All records are to be printed again exactly as they appear.

● Excerpts from a dataset:
···
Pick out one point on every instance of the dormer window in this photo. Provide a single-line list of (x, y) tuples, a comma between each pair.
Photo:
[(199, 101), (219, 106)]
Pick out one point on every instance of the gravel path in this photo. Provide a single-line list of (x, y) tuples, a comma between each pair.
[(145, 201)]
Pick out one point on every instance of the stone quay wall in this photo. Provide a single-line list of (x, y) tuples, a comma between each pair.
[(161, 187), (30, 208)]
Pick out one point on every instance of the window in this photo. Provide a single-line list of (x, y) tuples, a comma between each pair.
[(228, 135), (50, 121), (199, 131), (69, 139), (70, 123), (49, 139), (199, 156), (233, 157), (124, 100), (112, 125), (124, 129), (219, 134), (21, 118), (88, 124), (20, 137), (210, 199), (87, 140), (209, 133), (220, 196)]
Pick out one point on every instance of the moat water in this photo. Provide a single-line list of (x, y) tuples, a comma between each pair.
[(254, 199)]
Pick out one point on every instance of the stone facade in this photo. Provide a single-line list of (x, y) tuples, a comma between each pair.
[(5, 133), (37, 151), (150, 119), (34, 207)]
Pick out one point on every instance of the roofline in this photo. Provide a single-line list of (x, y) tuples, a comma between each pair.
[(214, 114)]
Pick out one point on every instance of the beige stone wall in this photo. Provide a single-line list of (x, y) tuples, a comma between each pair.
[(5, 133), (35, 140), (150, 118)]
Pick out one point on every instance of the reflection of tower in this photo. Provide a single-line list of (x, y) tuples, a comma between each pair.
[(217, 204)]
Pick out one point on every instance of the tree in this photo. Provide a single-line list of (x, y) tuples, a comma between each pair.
···
● Exercise result:
Pick out one point on every instance of the dormer window in this photo. Provide a single-line list of (x, y) tuples, a comma between each pair.
Photo:
[(199, 101), (219, 106)]
Pick out one point on every instance of the gravel path in this photo. Provide a single-line list of (x, y) tuples, a comma between each pair.
[(145, 201)]
Pick out one point on every instance of the stone quay wall in this photo. Provide a single-line list of (x, y) tuples, a comma between each pair.
[(161, 187), (30, 208)]
Pick out one point on every instance of the window in this photo. Provide a single-line list of (x, y) tuples, a comma between each pair.
[(228, 135), (50, 121), (199, 131), (69, 139), (70, 123), (49, 139), (199, 156), (233, 157), (124, 100), (112, 125), (124, 129), (219, 134), (21, 118), (88, 124), (20, 137), (210, 199), (87, 140), (209, 133), (220, 196)]
Pick out one point on every instance of the moat water in this photo. Provide a single-line list of (x, y) tuples, a comma between each pair.
[(254, 199)]
Pick out one point on every instance of the stone facade in this photo. Provide a single-line list of (x, y) tuples, a comma between each pair.
[(5, 133), (37, 151), (150, 119), (34, 207)]
Pick out one point on every instance of the roofline in this photo. Provide a single-line list of (x, y) tuples, a comma between each pair.
[(214, 114)]
Pick out one point on every instance of the beige stone wall in this photo. Provide a single-line list of (x, y) tuples, a comma between each pair.
[(5, 133), (35, 140), (150, 118)]
Pick out one point on every instance of the reflection of tower in this photo. Provide a single-line list of (x, y) tuples, a comma between each pair.
[(217, 204)]
Pick out one point on every instance of the tree in this photo. Provide a single-line list of (x, y) tuples, a comma between each pair.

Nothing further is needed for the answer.